**Excerpts from a point labeling dataset:**
Start
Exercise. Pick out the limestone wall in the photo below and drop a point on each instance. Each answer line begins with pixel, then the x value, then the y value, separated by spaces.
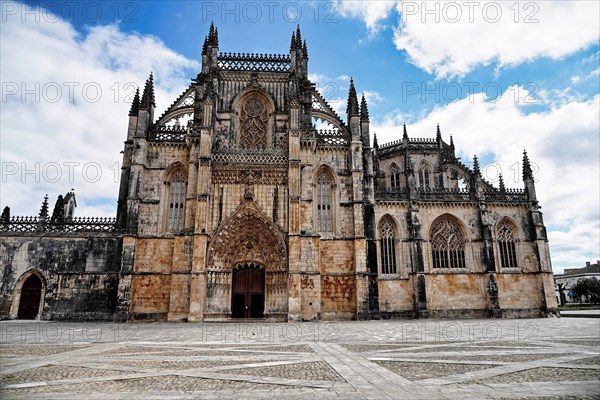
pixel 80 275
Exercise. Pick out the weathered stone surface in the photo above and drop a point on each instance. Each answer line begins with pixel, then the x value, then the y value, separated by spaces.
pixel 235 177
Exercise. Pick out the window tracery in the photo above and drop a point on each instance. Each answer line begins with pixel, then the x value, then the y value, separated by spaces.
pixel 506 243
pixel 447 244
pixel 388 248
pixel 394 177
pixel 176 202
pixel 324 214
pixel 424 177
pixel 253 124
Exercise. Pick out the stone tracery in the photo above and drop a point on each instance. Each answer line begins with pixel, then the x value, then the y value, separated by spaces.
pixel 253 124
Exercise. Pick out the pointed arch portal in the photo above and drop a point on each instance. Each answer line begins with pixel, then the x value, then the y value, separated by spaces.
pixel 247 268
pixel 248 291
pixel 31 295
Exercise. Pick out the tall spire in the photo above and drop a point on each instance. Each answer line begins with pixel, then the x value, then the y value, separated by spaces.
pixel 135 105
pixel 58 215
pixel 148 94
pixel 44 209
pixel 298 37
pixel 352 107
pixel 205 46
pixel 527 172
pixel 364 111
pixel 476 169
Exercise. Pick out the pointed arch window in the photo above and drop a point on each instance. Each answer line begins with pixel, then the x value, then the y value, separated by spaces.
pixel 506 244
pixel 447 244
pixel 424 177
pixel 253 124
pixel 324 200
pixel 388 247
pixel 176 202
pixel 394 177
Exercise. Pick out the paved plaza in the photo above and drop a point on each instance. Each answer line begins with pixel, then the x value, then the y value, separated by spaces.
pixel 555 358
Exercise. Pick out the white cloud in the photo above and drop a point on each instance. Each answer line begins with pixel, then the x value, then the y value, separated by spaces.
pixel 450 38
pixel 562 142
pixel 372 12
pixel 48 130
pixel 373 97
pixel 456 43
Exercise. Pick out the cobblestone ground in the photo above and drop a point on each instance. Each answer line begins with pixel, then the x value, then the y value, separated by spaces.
End
Start
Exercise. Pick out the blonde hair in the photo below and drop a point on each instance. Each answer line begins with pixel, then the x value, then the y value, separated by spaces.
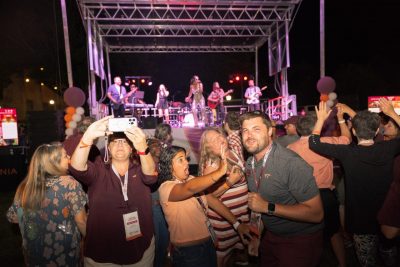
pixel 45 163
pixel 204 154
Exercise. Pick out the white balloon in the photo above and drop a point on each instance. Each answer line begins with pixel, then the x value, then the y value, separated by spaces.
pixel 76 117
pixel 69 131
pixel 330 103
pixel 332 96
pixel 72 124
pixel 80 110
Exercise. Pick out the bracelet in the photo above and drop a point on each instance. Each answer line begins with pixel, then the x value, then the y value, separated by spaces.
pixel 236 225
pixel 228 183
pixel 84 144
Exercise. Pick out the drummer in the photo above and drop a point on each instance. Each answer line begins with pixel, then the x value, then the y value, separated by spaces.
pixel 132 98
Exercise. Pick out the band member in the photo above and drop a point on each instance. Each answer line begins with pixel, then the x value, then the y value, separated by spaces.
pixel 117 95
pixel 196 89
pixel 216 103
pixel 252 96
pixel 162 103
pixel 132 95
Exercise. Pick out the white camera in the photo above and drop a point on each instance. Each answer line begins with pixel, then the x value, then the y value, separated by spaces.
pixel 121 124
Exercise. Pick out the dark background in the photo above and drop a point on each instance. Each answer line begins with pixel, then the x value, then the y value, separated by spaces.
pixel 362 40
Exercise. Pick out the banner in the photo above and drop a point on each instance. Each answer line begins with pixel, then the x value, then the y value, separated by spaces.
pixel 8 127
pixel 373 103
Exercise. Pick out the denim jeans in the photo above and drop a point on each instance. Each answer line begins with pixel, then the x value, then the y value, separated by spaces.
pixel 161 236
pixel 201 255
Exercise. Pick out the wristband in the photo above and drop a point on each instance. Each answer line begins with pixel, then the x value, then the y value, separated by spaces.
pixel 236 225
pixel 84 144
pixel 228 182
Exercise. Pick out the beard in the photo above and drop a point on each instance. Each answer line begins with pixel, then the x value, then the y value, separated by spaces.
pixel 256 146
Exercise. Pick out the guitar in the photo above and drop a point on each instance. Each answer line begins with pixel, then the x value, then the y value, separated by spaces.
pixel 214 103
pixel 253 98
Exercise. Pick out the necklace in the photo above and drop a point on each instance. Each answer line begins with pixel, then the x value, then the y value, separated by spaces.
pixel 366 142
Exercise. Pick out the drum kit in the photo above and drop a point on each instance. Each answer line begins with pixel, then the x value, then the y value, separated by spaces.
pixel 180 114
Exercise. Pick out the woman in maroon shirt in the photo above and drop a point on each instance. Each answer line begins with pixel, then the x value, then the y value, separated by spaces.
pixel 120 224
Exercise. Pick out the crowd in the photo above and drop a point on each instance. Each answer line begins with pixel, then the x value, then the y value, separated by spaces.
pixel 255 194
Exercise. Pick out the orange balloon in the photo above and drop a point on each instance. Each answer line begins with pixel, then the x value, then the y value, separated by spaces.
End
**GOAL:** Give the lines from the one containing "Exercise. Pick out the bracelet" through the one containing "pixel 132 98" as a numbered list, leaving out any blank lines.

**RESULT OF THE EXERCISE:**
1. Exercise. Pick out the bracelet in the photo above and drop a point on each instance. Each answer line begins with pixel, then the x value, then the y value, separated by spaces.
2. pixel 236 225
3. pixel 228 183
4. pixel 84 144
5. Exercise. Pick out the drummer in the photo above and drop a point on each instance. Each answer line begins with pixel, then the x value, then the y value, separated by spaces.
6. pixel 132 98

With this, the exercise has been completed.